━━━ Supplied records
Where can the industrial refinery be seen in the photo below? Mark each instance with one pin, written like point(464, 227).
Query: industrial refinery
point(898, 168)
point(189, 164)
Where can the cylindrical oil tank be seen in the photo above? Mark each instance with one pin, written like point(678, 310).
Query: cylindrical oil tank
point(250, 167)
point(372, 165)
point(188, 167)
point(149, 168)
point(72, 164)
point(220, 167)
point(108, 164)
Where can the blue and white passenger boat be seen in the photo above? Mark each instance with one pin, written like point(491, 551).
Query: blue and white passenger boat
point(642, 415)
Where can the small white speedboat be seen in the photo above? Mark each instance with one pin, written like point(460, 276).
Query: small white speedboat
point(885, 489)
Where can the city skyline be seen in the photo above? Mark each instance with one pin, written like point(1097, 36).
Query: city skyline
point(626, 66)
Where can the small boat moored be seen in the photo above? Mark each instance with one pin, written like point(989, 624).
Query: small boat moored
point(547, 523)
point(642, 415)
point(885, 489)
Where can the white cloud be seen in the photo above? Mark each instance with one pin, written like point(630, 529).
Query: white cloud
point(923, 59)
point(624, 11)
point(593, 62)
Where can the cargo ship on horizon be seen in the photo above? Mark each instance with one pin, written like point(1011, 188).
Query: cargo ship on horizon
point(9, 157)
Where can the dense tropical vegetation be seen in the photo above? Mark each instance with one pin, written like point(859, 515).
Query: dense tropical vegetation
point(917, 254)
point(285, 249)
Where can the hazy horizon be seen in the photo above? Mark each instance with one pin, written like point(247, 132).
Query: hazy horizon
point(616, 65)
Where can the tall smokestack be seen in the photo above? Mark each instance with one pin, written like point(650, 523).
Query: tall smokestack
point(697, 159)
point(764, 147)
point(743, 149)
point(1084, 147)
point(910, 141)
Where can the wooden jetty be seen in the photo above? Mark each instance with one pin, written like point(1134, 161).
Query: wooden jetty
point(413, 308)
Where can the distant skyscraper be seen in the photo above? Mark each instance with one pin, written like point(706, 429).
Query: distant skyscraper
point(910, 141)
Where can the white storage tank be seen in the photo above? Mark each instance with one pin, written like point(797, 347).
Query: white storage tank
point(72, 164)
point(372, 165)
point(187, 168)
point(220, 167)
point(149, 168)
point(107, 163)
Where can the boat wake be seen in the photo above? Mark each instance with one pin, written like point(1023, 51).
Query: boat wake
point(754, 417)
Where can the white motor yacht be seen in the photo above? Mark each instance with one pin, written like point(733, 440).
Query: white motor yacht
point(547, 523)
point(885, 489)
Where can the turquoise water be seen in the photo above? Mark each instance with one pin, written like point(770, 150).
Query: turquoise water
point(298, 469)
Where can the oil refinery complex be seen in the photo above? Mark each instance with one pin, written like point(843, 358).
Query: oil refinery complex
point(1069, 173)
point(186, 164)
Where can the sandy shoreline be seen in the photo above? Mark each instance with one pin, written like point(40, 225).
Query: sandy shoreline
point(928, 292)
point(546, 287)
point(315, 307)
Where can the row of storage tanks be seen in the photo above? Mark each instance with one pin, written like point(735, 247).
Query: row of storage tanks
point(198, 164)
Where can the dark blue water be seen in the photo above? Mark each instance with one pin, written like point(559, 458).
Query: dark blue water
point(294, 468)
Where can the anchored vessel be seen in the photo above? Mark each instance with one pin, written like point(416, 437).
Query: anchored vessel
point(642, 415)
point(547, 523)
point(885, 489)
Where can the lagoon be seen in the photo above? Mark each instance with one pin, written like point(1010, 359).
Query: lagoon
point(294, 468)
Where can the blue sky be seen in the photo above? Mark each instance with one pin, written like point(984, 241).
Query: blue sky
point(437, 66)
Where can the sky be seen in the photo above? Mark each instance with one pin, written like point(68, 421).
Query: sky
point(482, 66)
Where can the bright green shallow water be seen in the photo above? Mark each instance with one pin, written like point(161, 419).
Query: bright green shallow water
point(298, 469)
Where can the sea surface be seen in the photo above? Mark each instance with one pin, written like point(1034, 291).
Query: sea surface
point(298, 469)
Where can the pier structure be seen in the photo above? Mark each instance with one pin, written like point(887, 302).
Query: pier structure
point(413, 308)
━━━━━━
Work to complete - Rewrite all of the records above, putting "occurrence" wherever "instance" appears and leaving every other character as it is.

Right answer -
Where can the industrial refinery be seen in the photo below? Mark each occurrence with one pin, written like point(464, 227).
Query: industrial refinery
point(898, 168)
point(189, 164)
Where can the cylindrical oil tank be seen in the photo above? Mark each occurrence with one pin, written like point(678, 310).
Query: cylindrical oil tank
point(250, 167)
point(372, 165)
point(188, 167)
point(149, 168)
point(72, 164)
point(220, 167)
point(108, 164)
Where can the blue and white passenger boat be seen in the photo above? Mark each occurrence with one pin, written like point(491, 551).
Query: blue and white passenger boat
point(642, 415)
Where can the small white speedboat be seen in the photo above? Mark each occurrence with one pin, written like point(460, 276).
Query: small white speedboat
point(885, 489)
Where can the city skyline be seen in the photo above? Mark each occurrence with one pin, written like point(1097, 36).
Query: city skyline
point(626, 66)
Where can the small boat moored be seen in the photo above? Mark each occurrence with one pin, written like point(989, 624).
Query: small boat moored
point(547, 523)
point(642, 415)
point(885, 489)
Where can the white cloud be seen in the photo above? Mark each occurrence with one pin, written like point(630, 529).
Query: white cloud
point(923, 59)
point(624, 11)
point(593, 62)
Where can the cargo ship on horizon be seen in the photo above? Mark each occurrence with one pin, written like point(1011, 188).
Query: cargo ship on horizon
point(9, 157)
Where can the dense tropical vegetation be seen in the photo above? Mark each occurrence with one pin, written like point(859, 515).
Query: dense tropical vegetation
point(917, 254)
point(285, 249)
Where can the hazy horizon be seen in the photo above? Mark each occurrence with one pin, written like point(247, 132).
Query: hazy horizon
point(616, 65)
Where can the tall smokestack be seen in the photo above? Mark each occurrence with one pin, written like point(650, 523).
Query: tall smokestack
point(697, 159)
point(764, 147)
point(743, 149)
point(1084, 147)
point(910, 141)
Where can the wooden jetty be seen in the photo above? Mark each occurrence with one pin, written like point(1134, 161).
Query: wooden jetty
point(413, 308)
Where can the distant skyscraper be seen in the photo above? Mark each occurrence with one pin, written like point(706, 429).
Query: distant skyscraper
point(910, 141)
Where can the white storage tank be seen in the photo above? Mark each occurrence with one pin, written like point(797, 347).
Query: white storage tank
point(72, 164)
point(372, 165)
point(187, 168)
point(220, 167)
point(149, 168)
point(107, 163)
Where can the boat wake be seen in the photo above? Mark each occurrence with one pin, written like point(1023, 51).
Query: boat wake
point(754, 417)
Where can the white motor yacht be seen in the photo above? Mark each occurrence with one pin, written like point(733, 440).
Query: white motor yacht
point(547, 523)
point(885, 489)
Where can the turquoise water be seen in the photo above? Mark each occurrence with one pin, written like point(770, 150).
Query: turquoise water
point(298, 469)
Where can the oil refinery complex be seen in the photo above? Mark each occurrence with one pin, written like point(843, 358).
Query: oil refinery complex
point(1069, 173)
point(186, 164)
Where can the sandy shoreline be seen in the photo above? Mark each occurrence with one pin, written like point(40, 225).
Query: sandy shoreline
point(928, 292)
point(546, 287)
point(315, 307)
Where can the row of storage tanks be seen in the photo above? Mark each occurrence with one pin, written like point(735, 247).
Query: row of storage tanks
point(198, 164)
Where can the dark blue water be seen in the photo above? Mark each occurrence with one pin, written like point(559, 458).
Query: dark blue water
point(294, 468)
Where can the anchored vessel be seen in the photo above? Mark each occurrence with one pin, written like point(416, 437).
Query: anchored vessel
point(642, 415)
point(547, 523)
point(885, 489)
Where can the lagoon be seen in the photo above? Mark each occurrence with one pin, written like point(1010, 359).
Query: lagoon
point(294, 468)
Where can the blue sky be seen in the photo above? Mark each occurrence with one pin, written like point(984, 241).
Query: blue sky
point(437, 66)
Where can the sky be seen in the photo above? Mark each occurrence with one pin, written like point(68, 421).
Query: sky
point(482, 66)
Where can the bright green shallow water be seen in the photo above? Mark each occurrence with one pin, written like point(161, 419).
Query: bright green shallow water
point(298, 469)
Where can the sea surface be seen in the photo above? Mark each occurrence with one pin, written like point(1034, 291).
Query: sea surface
point(298, 469)
Where can the pier structure be seen in the photo above? Mark each occurrence with one pin, written like point(887, 302).
Query: pier structure
point(413, 308)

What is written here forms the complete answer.